▶ **TASK**:
Please translate the sentence "Suddenly the picture changed." from the piece below on working in clinical research into Spanish.

AJ de Montjoie talks about the reasons for working in clinical research.
Why do we work in research?
S-cubed supports many pharmaceutical organisations that are developing medicines and devices to treat acute and chronic diseases. When you talk to our staff and ask them why they are working in clinical research, it’s pretty much the same answer: ‘I wanted to help improve treatment for [insert your own thought here] or make a difference to [insert here].’ Our consultants come from a wide variety of backgrounds, scientific, medical, IT, programming, architecture (!), education and more but they are all focused on the goal of getting effective treatments out to patients faster. Of course, at the moment, many of our team are working on COVID-19 vaccines and trials, something that is hugely important but it’s good to remember there are other trials running too.
This time it’s personal
I have a strong memory of April 2016, my Dad thought he had sinusitis – his ears were blocked, his head ached, and he was feeling pretty rough. But he took some over-the-counter medicine and carried on. A few weeks later and his normal pleasurable activities, such as bowling and gardening were being ignored for long periods spent in bed. He felt like he had a really strange case of flu.
Suddenly the picture changed. I can remember the words he said when I visited one Sunday afternoon,
‘I think I am really in the soup this time kid.’
The GP said he needed a blood test and clearly knew that something was seriously wrong, he just wasn’t sure what. We asked if it was cancer, the doctor didn’t think so. Was it an acute sinus infection? No. He mentioned something about vasculitis, we had no idea what that was.
A day later, Dad was admitted to hospital with his kidneys not really working properly and the following day, he was transferred to the Royal Devon and Exeter Hospital by ambulance, with me following behind, carrying all his personal stuff. At this point, I still had no idea what was going on. It was only later that day that a consultant came and spoke to us about plasmapheresis and dialysis, along with giving EPO. Despite Dad being so ill, he joked, ‘Will I be able to do the Tour de France?’ We’d gone from sinusitis to something much more serious in 2 days.

Source records:
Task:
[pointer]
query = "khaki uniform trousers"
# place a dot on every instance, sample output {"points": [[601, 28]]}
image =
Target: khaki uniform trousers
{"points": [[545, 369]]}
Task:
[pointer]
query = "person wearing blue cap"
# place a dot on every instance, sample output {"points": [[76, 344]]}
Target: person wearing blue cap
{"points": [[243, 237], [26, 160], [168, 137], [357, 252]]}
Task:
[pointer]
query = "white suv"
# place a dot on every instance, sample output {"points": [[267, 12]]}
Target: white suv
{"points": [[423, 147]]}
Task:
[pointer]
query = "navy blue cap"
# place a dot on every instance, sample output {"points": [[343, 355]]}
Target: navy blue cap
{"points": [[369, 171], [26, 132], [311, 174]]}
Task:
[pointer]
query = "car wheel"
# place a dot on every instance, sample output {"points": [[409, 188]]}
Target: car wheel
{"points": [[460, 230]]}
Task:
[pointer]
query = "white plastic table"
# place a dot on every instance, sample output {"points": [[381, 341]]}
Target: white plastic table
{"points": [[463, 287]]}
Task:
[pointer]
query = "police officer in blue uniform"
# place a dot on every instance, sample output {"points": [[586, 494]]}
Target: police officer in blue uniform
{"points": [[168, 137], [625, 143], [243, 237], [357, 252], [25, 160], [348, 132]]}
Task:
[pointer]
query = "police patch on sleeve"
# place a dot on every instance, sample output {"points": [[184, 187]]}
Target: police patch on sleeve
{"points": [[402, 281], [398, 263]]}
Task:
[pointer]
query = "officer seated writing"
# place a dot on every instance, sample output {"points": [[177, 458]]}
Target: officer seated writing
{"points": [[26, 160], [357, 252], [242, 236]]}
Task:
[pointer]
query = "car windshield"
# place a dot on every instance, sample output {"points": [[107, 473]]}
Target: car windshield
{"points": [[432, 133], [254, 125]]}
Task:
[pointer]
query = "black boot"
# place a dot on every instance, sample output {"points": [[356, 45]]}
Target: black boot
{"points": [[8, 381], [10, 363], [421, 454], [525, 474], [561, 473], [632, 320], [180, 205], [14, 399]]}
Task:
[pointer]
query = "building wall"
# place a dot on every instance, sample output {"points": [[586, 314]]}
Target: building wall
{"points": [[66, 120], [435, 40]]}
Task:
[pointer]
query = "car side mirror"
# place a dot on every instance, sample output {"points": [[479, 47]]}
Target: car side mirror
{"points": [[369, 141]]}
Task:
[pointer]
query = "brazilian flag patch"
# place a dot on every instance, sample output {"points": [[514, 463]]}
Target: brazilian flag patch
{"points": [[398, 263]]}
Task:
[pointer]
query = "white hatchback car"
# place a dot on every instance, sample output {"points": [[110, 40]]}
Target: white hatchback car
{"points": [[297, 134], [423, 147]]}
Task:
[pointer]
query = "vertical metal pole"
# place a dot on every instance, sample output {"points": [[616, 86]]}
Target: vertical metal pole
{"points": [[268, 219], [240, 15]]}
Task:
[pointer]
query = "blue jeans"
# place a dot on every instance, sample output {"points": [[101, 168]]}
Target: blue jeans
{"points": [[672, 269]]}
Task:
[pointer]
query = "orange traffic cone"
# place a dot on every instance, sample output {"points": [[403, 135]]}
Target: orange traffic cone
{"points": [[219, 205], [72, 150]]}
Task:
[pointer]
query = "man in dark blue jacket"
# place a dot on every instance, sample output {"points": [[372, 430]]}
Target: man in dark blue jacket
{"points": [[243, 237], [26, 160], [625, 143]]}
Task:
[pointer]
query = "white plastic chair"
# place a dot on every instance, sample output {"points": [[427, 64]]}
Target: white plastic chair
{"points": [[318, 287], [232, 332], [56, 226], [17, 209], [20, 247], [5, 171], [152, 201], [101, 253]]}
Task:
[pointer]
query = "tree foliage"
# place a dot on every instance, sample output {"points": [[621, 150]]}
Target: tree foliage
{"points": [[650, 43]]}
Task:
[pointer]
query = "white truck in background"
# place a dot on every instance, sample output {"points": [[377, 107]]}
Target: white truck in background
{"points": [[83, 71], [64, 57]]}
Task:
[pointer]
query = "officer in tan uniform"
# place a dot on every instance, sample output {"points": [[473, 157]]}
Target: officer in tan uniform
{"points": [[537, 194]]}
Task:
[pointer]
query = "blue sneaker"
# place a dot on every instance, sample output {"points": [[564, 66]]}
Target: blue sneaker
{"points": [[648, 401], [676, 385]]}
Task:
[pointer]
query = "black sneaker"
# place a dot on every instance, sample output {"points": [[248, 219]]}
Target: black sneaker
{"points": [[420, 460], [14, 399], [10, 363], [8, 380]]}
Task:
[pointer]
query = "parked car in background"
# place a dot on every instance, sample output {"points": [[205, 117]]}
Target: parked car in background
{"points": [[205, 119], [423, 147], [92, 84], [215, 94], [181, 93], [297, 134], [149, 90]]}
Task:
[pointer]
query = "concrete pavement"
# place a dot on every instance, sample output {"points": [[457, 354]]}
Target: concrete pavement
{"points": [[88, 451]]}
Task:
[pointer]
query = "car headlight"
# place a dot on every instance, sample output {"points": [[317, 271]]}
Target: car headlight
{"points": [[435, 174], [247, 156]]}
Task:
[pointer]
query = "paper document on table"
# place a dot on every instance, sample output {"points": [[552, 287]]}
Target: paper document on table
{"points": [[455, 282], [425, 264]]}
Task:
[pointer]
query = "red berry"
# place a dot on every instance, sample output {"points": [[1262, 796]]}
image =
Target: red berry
==
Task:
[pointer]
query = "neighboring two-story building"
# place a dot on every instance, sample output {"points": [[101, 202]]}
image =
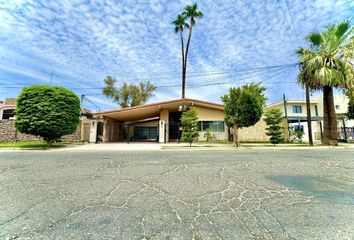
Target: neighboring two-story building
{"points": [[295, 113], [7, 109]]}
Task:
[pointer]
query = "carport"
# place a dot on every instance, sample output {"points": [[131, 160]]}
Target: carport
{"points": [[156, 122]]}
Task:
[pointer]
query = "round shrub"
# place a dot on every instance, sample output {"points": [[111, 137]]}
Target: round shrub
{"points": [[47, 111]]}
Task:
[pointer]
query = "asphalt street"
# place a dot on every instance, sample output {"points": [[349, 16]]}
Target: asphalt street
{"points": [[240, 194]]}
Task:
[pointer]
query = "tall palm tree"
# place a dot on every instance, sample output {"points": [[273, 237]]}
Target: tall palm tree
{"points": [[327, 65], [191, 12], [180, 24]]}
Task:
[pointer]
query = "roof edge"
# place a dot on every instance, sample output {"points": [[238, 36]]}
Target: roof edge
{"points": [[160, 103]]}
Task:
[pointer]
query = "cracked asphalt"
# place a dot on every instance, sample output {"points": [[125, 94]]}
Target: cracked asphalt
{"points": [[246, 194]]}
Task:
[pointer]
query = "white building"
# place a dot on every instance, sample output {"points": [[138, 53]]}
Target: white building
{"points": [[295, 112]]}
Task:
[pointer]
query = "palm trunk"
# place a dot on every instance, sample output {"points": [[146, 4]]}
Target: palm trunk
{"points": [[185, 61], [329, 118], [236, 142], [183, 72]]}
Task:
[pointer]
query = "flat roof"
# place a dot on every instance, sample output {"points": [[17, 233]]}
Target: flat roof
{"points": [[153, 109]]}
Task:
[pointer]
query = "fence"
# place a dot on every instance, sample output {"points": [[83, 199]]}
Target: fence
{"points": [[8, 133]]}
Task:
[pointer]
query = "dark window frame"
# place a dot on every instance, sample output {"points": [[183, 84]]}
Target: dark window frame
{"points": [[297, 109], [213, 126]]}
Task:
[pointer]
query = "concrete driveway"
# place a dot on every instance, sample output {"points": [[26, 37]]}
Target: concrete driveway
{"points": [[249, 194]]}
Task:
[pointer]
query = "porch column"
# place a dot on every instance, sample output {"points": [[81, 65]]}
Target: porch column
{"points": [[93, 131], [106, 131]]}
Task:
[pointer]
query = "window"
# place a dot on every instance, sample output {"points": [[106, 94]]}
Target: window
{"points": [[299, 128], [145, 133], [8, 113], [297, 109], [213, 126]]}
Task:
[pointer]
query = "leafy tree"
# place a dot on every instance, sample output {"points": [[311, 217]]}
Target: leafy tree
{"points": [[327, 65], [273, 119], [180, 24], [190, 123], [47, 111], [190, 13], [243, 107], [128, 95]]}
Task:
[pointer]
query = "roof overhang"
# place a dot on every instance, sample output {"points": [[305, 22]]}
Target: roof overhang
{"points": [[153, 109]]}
...
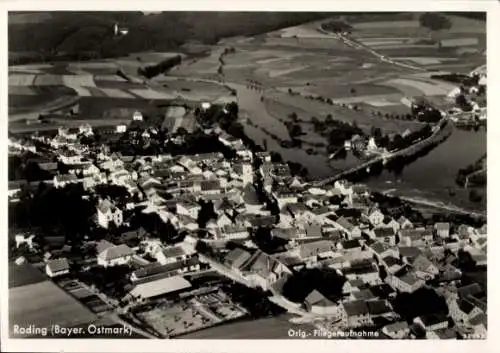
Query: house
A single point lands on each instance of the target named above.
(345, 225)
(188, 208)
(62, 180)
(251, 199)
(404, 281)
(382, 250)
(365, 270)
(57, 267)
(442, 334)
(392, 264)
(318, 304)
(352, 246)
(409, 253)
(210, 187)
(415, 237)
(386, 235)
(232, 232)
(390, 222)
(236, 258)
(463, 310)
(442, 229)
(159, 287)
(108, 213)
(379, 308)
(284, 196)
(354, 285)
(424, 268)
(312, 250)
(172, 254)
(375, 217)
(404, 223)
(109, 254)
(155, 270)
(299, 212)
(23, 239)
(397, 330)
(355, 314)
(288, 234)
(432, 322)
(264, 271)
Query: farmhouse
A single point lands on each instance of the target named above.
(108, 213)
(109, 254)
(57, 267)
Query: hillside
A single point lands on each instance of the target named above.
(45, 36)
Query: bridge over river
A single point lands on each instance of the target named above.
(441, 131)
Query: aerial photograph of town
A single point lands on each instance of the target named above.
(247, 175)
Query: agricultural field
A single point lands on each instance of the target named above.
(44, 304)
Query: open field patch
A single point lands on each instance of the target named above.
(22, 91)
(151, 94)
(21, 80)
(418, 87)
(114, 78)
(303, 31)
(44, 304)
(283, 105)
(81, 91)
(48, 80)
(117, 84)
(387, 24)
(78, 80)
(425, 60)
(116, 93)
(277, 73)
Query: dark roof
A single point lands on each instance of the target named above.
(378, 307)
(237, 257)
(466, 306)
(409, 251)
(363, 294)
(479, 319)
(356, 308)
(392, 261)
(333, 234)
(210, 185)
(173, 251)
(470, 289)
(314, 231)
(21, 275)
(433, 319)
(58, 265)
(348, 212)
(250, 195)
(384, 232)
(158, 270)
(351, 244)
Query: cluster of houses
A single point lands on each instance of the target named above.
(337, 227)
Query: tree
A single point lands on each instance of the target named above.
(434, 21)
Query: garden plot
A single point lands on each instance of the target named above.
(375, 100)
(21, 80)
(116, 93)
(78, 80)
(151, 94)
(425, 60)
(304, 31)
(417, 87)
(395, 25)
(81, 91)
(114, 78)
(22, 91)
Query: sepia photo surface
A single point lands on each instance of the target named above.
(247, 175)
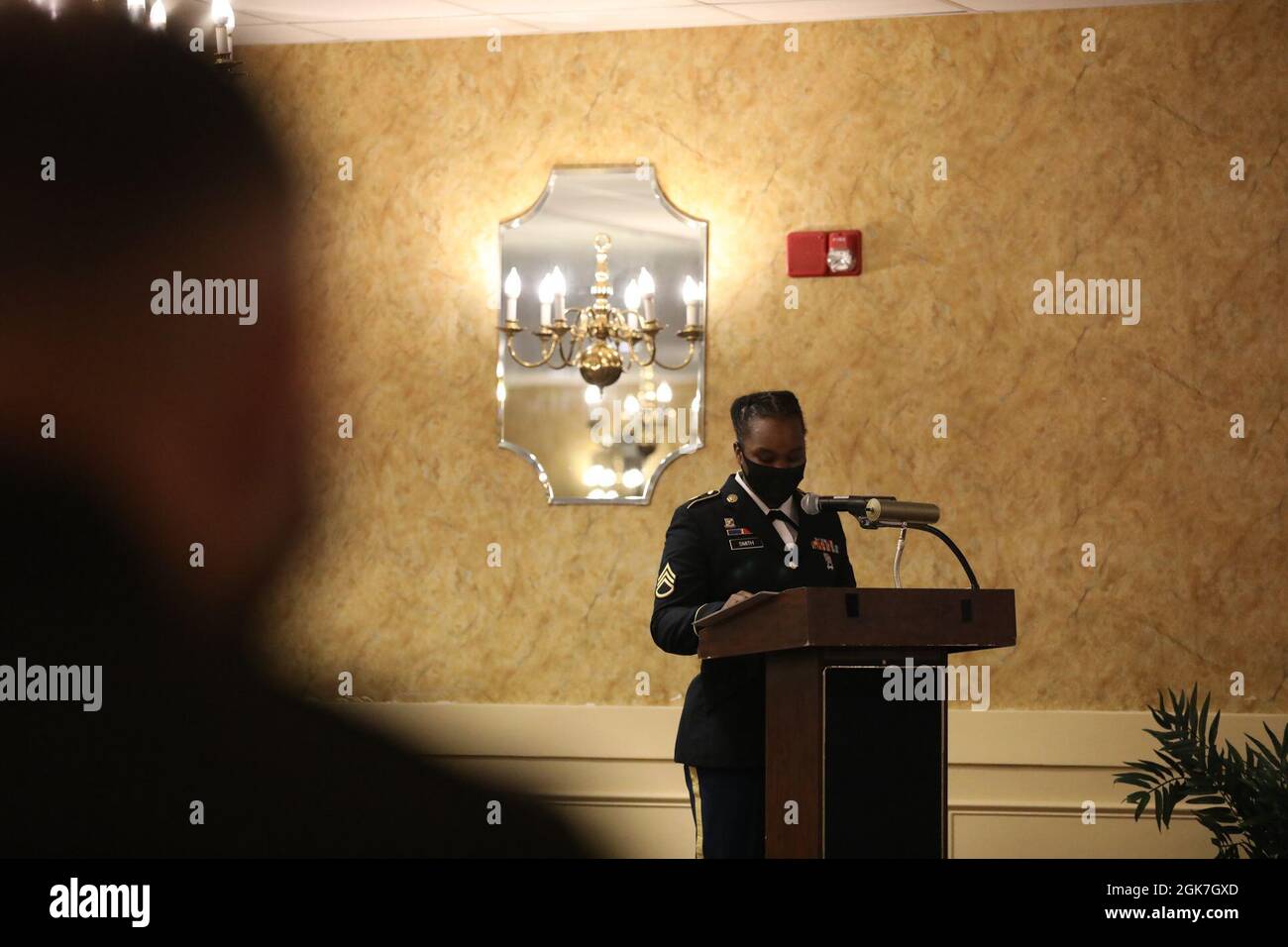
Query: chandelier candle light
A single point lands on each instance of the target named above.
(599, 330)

▶ **ANSWER TO THIS TASK**:
De repente, el panorama cambió.